DIRECTION: Turn all of the entries below into a numbered list, leaving out any blank lines.

PROVIDED INFORMATION:
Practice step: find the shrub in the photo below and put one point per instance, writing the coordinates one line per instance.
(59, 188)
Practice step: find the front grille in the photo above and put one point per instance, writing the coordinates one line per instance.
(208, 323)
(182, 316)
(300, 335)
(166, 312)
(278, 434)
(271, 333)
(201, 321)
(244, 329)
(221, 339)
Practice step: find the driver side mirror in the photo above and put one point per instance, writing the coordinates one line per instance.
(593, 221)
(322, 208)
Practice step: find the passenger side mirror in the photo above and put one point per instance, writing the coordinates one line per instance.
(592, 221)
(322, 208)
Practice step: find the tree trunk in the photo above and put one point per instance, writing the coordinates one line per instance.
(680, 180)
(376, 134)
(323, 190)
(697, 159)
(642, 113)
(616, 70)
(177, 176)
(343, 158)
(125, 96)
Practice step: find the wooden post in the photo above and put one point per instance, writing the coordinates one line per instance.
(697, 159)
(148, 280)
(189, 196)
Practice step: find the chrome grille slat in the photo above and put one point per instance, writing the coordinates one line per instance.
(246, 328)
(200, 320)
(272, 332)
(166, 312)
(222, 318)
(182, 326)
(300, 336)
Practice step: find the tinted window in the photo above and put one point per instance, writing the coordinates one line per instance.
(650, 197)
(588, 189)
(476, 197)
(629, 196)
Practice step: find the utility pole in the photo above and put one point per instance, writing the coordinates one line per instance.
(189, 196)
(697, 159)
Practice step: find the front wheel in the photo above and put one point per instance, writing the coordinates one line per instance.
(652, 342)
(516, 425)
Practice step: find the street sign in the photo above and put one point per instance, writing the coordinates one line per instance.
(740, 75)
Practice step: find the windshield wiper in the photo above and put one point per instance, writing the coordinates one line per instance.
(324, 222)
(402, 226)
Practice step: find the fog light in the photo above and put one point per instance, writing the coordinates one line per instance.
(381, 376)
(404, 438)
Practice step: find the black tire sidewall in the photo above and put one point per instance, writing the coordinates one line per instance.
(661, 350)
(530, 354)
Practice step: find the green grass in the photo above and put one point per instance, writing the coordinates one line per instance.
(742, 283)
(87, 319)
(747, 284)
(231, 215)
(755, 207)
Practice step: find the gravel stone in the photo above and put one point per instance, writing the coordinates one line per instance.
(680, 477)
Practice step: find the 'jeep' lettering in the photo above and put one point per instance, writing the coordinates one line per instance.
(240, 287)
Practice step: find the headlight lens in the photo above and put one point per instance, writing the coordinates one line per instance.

EXERCISE ANSWER:
1. Practice step: find the shrub in the photo below and put one point per instance, writing the coordinates one line per instance.
2. (59, 188)
3. Practice step: find the front grille in the photo above and put one point per instance, writing the coordinates one line per instance.
4. (208, 323)
5. (182, 316)
6. (300, 335)
7. (166, 312)
8. (278, 434)
9. (271, 333)
10. (201, 321)
11. (244, 329)
12. (221, 339)
13. Practice step: find the driver side mirror in the photo above and put one point per instance, writing the coordinates one line per instance.
14. (593, 221)
15. (322, 208)
16. Practice step: find the passenger side mirror in the photo above and put one point per instance, writing the coordinates one line per instance.
17. (592, 221)
18. (322, 208)
19. Practice step: find the tree trunk in the photo above and put one point per instance, writing the coordinates one line per instance.
20. (680, 180)
21. (376, 134)
22. (323, 190)
23. (697, 159)
24. (642, 113)
25. (616, 70)
26. (177, 176)
27. (343, 158)
28. (125, 96)
29. Practice step: find the wooden post in the photo above and put one point per instance, writing the coordinates one line per instance.
30. (697, 159)
31. (148, 280)
32. (189, 196)
33. Practice step: find the chrome grille slat in the photo above and put one point per instance, writing the coordinates one line per instance.
34. (246, 328)
35. (200, 320)
36. (272, 332)
37. (166, 312)
38. (222, 318)
39. (182, 326)
40. (300, 336)
41. Practice step: find the tinted window in the photo above and put one point per instance, writing the coordinates one line per instance.
42. (650, 197)
43. (588, 189)
44. (476, 197)
45. (629, 196)
46. Practice step: find the utility pole in the photo above and put one point per instance, writing the coordinates one line per instance.
47. (189, 196)
48. (697, 159)
49. Practice step: find the front wheel in the photo above and put one point per instance, writing the coordinates one line per instance.
50. (652, 342)
51. (516, 425)
52. Practice step: find the street sign in the photo above and put one point per instance, writing the coordinates one line per instance.
53. (740, 75)
54. Practice step: find the windshield wiper in the photo above and put one point per instance, writing the coordinates one line per instance.
55. (324, 222)
56. (402, 226)
57. Practice step: find the fog light in the photo above and put one point per instance, writing the coordinates one line per instance.
58. (381, 376)
59. (404, 438)
60. Practice step: find the black tire sidewall in the photo above and put one point per instance, writing the coordinates one line per instance.
61. (661, 350)
62. (530, 354)
63. Practice step: find the green grass in the photo above and put one point per instance, writing the coordinates one line per instance.
64. (742, 283)
65. (87, 319)
66. (747, 284)
67. (231, 215)
68. (755, 207)
69. Practice step: find the gravel stone in the photo above and put one point per instance, writing the coordinates one line per instance.
70. (680, 477)
71. Practice step: find the 'jeep' lettering in the photo above and put one point per instance, writing the coordinates one line per instance.
72. (240, 287)
73. Practice step: find the headlight lens in the photo above and put one point per instance, writing the coordinates one line per instance.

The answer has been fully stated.